* QUOTED PASSAGE *
▽

Learn the Basics.

How are Bitcoins Created ?

More than just internet money, so just, what is Bitcoin, then? This peer-to-peer payment technology offers much more benefits than the promise to become rich.

Frequently Asked Questions - Section 2.

How are Bitcoins Created?

How are Bitcoins Created?

In this section, start learning more about bitcoins, how they are created and what gives them a price. 

New bitcoins are generated by a competitive and decentralized process called “mining”. This process involves that individuals are rewarded by the network for their services. Bitcoin miners are processing transactions and securing the network using specialized hardware and are collecting new bitcoins in exchange.

 

The Bitcoin protocol is designed in such a way that new bitcoins are created at a fixed rate. This makes Bitcoin mining a very competitive business. When more miners join the network, it becomes increasingly difficult to make a profit and miners must seek efficiency to cut their operating costs. No central authority or developer has any power to control or manipulate the system to increase their profits. By design, every Bitcoin node in the world would reject any attack or transaction which does not comply with the rules.

 

Bitcoins are created at a decreasing and predictable rate, unlike Fiat currency (Dollar Bill). The number of new bitcoins created each year is automatically halved over time until bitcoin issuance halts completely with a total of 21 million bitcoins in existence. At that point, Bitcoin miners will probably be supported exclusively by numerous small transaction fees

You can exchange $1, $5, or $11.26 USD worth of fiat currency for BTC at any time.

A Bitcoin can be broken into smaller pieces, just like a dollar bill can be broken down into pennies or $1.00 into cents.

Bitcoin can be divided to 8 decimal places, where 0.00000001 BTC is the minimum unit which can be processed in a transaction. Called a “Satoshi” in honor of the founder of Bitcoin. If necessary, however, the protocol and software can be modified to work with smaller amounts.

There are many disputes on how to call units smaller than 1 bitcoin. The most popular terms are:

 

  • 0.00000001   1 satoshi
  • 0.00000010   10 satoshi
  • 0.00000100   100 satoshi – 1 Bit / μBTC (you-bit) – Microbitcoin/Mircobit
  • 0.00001000   1,000 satoshi
  • 0.00010000   10,000 satoshi
  • 0.00100000   100,000 satoshi – 1 mBTC (em-bit) – Millibitcoin
  • 0.01000000   1,000,000 satoshi – 1 cBTC (bitcent) – Santibitcoin
  • 0.10000000   10,000,000 satoshi
  • 1.00000000   100,000,000 satoshi – 1 Bitcoin – BTC

Bitcoins aren’t backed by anything, right? Wrong. Bitcoins has value because they are indeed a useful and validated form of currency.

 

Bitcoin strongly share characteristics of money (durability, portability, fungibility, scarcity, divisibility, and acceptability) based on the properties of mathematics rather than relying on competitively controlled industries (like gold and silver) or the trust in central authorities (like fiat currencies or government-issued currency).

 

In short, Bitcoin is backed by mathematics. With these core attributes, all which is required for any form of money to hold its value is trust and adoption. Bitcoin’s continued rise in value can be contributed and measured by its growing base of users, merchants, startups, and innovations.

△

* SHORT EXERCISE A *
Revise the stretch of the listing from the line containing "We need the bounding box for the palm" through the line containing "left=200, top=247, right=231, bottom=283", changing "bounding box" to "enclosing rectangle" and leaving everything else as it is. Return only those lines.

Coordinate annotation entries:
▽

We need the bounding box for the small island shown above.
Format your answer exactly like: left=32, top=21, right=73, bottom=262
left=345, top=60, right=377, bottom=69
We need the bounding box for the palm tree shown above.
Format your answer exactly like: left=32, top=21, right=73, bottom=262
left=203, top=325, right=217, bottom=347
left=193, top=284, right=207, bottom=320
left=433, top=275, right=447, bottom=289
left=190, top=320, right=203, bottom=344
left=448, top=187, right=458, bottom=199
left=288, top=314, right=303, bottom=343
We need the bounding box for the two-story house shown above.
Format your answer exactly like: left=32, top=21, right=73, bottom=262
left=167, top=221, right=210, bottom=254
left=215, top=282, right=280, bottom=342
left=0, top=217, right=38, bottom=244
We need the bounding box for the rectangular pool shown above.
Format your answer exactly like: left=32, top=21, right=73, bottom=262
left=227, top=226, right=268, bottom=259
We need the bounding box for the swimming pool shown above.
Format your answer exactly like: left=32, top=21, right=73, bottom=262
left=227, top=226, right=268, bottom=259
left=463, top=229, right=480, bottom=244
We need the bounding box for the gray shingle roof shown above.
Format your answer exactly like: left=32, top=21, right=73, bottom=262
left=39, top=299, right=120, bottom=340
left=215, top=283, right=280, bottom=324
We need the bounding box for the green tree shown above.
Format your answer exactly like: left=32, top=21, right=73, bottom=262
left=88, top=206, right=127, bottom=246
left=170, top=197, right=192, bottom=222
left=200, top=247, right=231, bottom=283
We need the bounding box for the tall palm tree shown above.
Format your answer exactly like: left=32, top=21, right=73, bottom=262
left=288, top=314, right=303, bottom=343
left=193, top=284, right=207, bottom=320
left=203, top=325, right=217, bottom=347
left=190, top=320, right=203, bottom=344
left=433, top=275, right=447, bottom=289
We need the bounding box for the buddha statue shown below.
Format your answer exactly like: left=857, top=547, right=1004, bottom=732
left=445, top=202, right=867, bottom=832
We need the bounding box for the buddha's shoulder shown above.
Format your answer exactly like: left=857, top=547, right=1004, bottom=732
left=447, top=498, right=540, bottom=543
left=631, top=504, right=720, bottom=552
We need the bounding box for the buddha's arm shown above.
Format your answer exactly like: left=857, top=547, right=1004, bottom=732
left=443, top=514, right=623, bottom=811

△

* SHORT EXERCISE B *
Do the following statements agree with the Bitcoin FAQ? Answer yes or no for each, quoting the deciding words. (i) Bitcoin issuance stops once 21 million bitcoins exist. (ii) A central developer has the power to manipulate the system to increase profits. (iii) 1 mBTC equals 100,000 satoshi.

* FINAL ANSWER A *
We need the enclosing rectangle for the palm tree shown above.
Format your answer exactly like: left=32, top=21, right=73, bottom=262
left=203, top=325, right=217, bottom=347
left=193, top=284, right=207, bottom=320
left=433, top=275, right=447, bottom=289
left=190, top=320, right=203, bottom=344
left=448, top=187, right=458, bottom=199
left=288, top=314, right=303, bottom=343
We need the enclosing rectangle for the two-story house shown above.
Format your answer exactly like: left=32, top=21, right=73, bottom=262
left=167, top=221, right=210, bottom=254
left=215, top=282, right=280, bottom=342
left=0, top=217, right=38, bottom=244
We need the enclosing rectangle for the rectangular pool shown above.
Format your answer exactly like: left=32, top=21, right=73, bottom=262
left=227, top=226, right=268, bottom=259
We need the enclosing rectangle for the swimming pool shown above.
Format your answer exactly like: left=32, top=21, right=73, bottom=262
left=227, top=226, right=268, bottom=259
left=463, top=229, right=480, bottom=244
We need the enclosing rectangle for the gray shingle roof shown above.
Format your answer exactly like: left=32, top=21, right=73, bottom=262
left=39, top=299, right=120, bottom=340
left=215, top=283, right=280, bottom=324
We need the enclosing rectangle for the green tree shown above.
Format your answer exactly like: left=32, top=21, right=73, bottom=262
left=88, top=206, right=127, bottom=246
left=170, top=197, right=192, bottom=222
left=200, top=247, right=231, bottom=283

* FINAL ANSWER B *
(i) Yes: "until bitcoin issuance halts completely with a total of 21 million bitcoins in existence"
(ii) No: "No central authority or developer has any power to control or manipulate the system to increase their profits."
(iii) Yes: "100,000 satoshi – 1 mBTC"